▶ PASSAGE:
= = = = = = =

The teams each score a run in the fourth (sac fly for Licey, Ramon Hernandez homer for the Caracas Leones), before things get serious in the sixth inning. Scoring aside, the memorable part of this game is the defensive play. Pigpen makes a great stab into foul territory for a looping line drive. Anderson Hernandez, who's probably my favorite player of the tournament, makes a great backhand play. The Venezuelan leftfielder, Javier Herrera, makes a beautiful diving play in foul territory, into the bullpen dirt.

But the defense breaks down in the sixth inning, when Timo Perez helps Venezuela tie the game. First he flubs a leadoff base hit by Marcos Scutaro, allowing Scutaro to go to second. A couple of outs later, Jose Valverde replaces Juan Cruz. He proceeds to hit his first batter, Hernandez, and then there's a line drive to straightaway right field. For some reason, Timo! appears to be playing on the warning track against a righthanded hitter, he charges in, dives...and the ball skips past him for a triple. Scutaro and Hernandez score, tie game.

I now hate Timo! almost as much as I hate the Caracas brass band song.

Following the end of the sixth, there's some sort of bizarre delay in getting to the next inning. For a while, the screen is frozen on a long shot of the stadium in Maracay, while Sample continues to talk, Leyritz continues to mutter incomprehensively, and the song continues to play, on continuous loop: TaaaDaaa tadatadatada TaaDaa TaaDaaa!

Some sort of bizarre, and relatively unexplained scuffle has broken out on the field. For all we know, it could be Uggie Urbina breaking out of prison. It has something to do with the camera guys, one of whom helpfully hurls his camera at some guys in yellow shirts. No one knows who the guys in the yellow shirts are, because Jim Leyritz is explaining it, and hrs impossible to understand. The only thing we know for certain is that they're not baseball players, and they're not members of that marching band, who are still playing The Song.

When things get going again, the Dominicans follow the pattern of their previous confrontation with Venezuela, taking the lead on a Sandy Martinez homer. After the homer, Licey brings in crazy reliever Julian Tavarez to hold the lead, which he does in the bottom of the seventh and the eighth. In the top of the eighth and the ninth, the Dominicans squander leadoff baserunners, including a two-on, no outs situation in the ninth.

Then came one of the most shocking ends to a ballgame that I've ever seen. With Jorge Sosa on the mound, Ramon Hernandez singles to lead off the inning. The Leones sacrifice a pinch-runner over, and the pinch-runner scores on a single by Red Sox shortstop Alex Gonzalez. Gonzalez is caught making a wide turn for second, and the cutoff man throws to one of the middle infielders (it looks like shortstop Erick Aybar) to get Gonzalez in a rundown. Aybar(?) runs Gonzalez back toward first base, and once Gonzalez's momentum is built up to the point he can't stop Aybar(?) throws to first base...to no one. It actually looks like he might have confused Venezuela's first base coach for firstbaseman Jose Offerman. Gonzalez doesn't advance from first, but he would have been out if Licey didn't botch the run down.

Still it's one on, one out, with the bottom of the lineup coming up. Licey can still get out of this, and win the game in extra innings.

= = = = = = =

▶ WRITTEN REQUEST A:
Please reproduce the records from the line with "[pin] sky (one" up to and including the last line of the records, swapping "windshield" for "windscreen" and leaving everything else unchanged.
The records have no connection to the baseball game recap.

Coordinate labeling records
= = = = = = =

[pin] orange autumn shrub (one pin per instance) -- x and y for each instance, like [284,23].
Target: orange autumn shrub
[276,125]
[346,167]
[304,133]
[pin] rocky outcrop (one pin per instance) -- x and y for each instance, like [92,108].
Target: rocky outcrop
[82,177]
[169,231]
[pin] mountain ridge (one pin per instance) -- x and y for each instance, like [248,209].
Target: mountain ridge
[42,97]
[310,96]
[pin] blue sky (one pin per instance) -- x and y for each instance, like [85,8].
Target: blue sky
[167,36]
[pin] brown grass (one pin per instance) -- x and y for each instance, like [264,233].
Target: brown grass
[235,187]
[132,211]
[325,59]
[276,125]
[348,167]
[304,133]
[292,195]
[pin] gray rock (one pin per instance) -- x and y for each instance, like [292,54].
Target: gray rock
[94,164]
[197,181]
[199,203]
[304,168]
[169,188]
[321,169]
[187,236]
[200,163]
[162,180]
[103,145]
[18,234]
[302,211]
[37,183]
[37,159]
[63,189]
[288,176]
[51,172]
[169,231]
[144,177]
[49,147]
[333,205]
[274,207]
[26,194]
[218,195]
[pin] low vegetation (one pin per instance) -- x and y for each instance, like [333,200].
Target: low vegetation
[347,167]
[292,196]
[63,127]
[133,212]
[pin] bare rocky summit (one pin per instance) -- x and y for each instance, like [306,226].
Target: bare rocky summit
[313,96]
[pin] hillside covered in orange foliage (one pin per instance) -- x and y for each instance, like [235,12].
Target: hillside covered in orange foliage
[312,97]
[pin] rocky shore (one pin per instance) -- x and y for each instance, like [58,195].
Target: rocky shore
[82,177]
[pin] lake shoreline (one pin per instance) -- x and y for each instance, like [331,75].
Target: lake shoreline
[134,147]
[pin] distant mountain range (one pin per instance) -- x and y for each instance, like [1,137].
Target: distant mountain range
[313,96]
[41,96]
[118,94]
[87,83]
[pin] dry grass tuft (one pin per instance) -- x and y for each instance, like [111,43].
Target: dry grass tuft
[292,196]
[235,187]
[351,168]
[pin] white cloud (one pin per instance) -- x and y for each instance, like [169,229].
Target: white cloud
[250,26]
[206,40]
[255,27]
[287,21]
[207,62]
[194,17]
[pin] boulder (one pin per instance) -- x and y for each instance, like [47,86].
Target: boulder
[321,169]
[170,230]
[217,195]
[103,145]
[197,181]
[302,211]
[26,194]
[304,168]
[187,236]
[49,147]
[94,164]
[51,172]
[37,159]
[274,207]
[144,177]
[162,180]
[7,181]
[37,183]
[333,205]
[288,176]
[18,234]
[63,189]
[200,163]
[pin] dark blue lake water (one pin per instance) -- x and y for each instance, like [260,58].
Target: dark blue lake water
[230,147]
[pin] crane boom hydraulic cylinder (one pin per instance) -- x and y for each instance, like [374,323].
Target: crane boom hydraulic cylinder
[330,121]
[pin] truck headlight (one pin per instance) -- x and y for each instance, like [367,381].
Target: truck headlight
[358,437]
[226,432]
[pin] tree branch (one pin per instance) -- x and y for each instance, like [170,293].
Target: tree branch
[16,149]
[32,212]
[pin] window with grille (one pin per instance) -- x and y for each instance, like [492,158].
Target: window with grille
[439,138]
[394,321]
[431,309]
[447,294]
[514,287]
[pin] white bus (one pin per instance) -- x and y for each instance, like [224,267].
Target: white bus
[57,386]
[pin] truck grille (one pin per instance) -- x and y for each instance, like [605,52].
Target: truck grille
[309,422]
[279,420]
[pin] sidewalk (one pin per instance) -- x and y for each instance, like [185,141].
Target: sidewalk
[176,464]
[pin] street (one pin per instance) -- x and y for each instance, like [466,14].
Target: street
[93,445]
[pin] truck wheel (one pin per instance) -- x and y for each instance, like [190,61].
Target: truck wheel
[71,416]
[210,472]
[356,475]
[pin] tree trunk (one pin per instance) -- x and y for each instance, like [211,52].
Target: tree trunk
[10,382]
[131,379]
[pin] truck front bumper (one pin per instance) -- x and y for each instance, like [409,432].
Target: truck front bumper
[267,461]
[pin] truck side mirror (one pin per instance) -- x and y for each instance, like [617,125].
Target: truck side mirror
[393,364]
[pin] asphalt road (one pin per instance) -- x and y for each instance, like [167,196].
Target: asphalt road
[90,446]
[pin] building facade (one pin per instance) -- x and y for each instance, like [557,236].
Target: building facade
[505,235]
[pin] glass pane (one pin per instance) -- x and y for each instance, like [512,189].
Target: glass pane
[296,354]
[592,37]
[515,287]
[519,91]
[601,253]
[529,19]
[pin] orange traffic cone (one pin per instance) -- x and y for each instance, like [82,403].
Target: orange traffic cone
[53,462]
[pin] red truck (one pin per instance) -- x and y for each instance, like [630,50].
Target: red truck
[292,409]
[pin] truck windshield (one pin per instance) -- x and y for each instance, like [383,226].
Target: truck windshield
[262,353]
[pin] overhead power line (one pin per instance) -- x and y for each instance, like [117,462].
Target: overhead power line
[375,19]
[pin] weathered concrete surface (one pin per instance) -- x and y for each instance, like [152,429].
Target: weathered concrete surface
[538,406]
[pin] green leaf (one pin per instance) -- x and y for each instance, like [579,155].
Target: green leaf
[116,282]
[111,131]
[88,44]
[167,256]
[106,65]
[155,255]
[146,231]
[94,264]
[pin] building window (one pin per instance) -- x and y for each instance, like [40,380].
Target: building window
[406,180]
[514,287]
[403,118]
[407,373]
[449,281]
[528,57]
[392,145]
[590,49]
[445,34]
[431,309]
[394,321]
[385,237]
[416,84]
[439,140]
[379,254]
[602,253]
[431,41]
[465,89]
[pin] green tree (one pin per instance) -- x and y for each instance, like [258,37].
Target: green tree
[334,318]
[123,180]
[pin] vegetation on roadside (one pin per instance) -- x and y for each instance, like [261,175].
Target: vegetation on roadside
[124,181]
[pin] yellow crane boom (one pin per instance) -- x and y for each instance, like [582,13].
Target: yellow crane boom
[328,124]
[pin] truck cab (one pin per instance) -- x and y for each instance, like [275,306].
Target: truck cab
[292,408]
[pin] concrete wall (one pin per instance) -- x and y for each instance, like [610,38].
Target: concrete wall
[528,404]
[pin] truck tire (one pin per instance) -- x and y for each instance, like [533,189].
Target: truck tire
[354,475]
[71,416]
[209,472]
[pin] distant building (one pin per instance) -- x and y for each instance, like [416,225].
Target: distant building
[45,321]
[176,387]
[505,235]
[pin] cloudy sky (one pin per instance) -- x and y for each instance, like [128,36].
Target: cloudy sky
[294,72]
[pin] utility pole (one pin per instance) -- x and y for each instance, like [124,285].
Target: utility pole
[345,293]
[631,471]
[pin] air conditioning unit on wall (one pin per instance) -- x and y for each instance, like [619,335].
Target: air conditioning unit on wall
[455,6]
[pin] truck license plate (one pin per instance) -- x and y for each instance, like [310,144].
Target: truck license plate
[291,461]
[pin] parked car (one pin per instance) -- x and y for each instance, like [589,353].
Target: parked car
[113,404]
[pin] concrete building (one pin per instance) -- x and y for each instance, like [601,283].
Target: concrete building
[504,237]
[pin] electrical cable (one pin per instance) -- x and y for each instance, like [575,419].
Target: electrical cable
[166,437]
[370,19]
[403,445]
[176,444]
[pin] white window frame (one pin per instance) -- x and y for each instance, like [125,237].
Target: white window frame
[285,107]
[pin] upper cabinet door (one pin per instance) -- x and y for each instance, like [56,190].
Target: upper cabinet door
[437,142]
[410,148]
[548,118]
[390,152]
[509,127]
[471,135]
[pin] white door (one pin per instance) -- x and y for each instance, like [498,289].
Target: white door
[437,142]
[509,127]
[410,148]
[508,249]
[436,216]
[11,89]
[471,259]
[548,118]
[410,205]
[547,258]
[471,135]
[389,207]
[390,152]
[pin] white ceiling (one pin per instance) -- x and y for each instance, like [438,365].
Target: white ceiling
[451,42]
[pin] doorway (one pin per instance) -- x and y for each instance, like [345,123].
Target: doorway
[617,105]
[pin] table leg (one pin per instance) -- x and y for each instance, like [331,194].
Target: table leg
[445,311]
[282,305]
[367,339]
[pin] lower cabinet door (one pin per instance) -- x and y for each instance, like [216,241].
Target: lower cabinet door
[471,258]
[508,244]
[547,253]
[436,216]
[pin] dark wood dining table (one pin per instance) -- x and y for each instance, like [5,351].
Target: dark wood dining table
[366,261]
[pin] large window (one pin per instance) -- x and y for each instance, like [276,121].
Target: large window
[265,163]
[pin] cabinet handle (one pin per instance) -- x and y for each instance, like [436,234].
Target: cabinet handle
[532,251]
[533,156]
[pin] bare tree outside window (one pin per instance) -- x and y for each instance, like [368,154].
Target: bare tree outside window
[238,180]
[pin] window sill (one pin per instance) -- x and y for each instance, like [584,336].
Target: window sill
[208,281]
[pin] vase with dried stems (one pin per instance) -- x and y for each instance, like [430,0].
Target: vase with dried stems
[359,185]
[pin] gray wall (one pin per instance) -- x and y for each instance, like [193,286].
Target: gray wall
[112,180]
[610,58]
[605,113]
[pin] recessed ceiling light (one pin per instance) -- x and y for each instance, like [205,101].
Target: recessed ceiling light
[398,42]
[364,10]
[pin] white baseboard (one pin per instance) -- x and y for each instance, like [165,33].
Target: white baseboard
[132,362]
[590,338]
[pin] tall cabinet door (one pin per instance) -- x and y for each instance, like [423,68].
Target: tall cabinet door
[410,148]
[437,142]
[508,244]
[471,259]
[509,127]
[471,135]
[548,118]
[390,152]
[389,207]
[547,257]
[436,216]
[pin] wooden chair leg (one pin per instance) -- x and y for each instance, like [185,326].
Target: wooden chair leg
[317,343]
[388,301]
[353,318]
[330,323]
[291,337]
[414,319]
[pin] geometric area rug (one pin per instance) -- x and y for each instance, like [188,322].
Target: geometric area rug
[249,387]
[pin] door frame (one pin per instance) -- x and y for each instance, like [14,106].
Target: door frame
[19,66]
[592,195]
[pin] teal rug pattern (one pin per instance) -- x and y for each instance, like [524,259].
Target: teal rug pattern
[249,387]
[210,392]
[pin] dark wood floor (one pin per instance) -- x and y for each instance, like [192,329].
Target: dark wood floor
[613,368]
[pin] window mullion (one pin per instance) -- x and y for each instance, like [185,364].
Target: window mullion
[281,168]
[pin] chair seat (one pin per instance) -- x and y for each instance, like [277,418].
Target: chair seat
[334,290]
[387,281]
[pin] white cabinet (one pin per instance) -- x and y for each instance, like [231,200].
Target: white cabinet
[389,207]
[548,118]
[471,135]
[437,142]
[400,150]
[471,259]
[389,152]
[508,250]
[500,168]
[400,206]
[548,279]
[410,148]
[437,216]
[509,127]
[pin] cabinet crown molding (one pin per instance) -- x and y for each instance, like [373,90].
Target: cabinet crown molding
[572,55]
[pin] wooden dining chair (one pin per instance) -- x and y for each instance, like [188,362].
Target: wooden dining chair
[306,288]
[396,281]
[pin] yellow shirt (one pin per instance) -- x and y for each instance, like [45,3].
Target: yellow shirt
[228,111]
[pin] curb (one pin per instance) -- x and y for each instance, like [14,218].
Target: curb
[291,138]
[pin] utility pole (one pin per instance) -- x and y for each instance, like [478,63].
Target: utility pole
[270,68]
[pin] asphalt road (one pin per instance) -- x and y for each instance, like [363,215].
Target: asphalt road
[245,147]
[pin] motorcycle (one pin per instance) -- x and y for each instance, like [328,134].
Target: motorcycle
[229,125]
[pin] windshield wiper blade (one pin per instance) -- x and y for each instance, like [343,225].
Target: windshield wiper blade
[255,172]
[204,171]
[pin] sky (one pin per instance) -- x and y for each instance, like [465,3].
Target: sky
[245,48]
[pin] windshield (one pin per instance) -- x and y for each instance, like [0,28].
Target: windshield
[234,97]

= = = = = = =

▶ WRITTEN REQUEST B:
Answer these questions from the baseball game recap:
(i) Who homered to give the Dominicans the lead after the delay?
(ii) Which Venezuelan leftfielder made a diving play into the bullpen dirt?
(iii) Who replaced Juan Cruz in the sixth inning?

▶ FULL RESPONSE A:
[pin] sky (one pin per instance) -- x and y for each instance, like [465,3].
Target: sky
[245,48]
[pin] windscreen (one pin per instance) -- x and y for each instance, like [0,28].
Target: windscreen
[234,97]

▶ FULL RESPONSE B:
(i) Sandy Martinez
(ii) Javier Herrera
(iii) Jose Valverde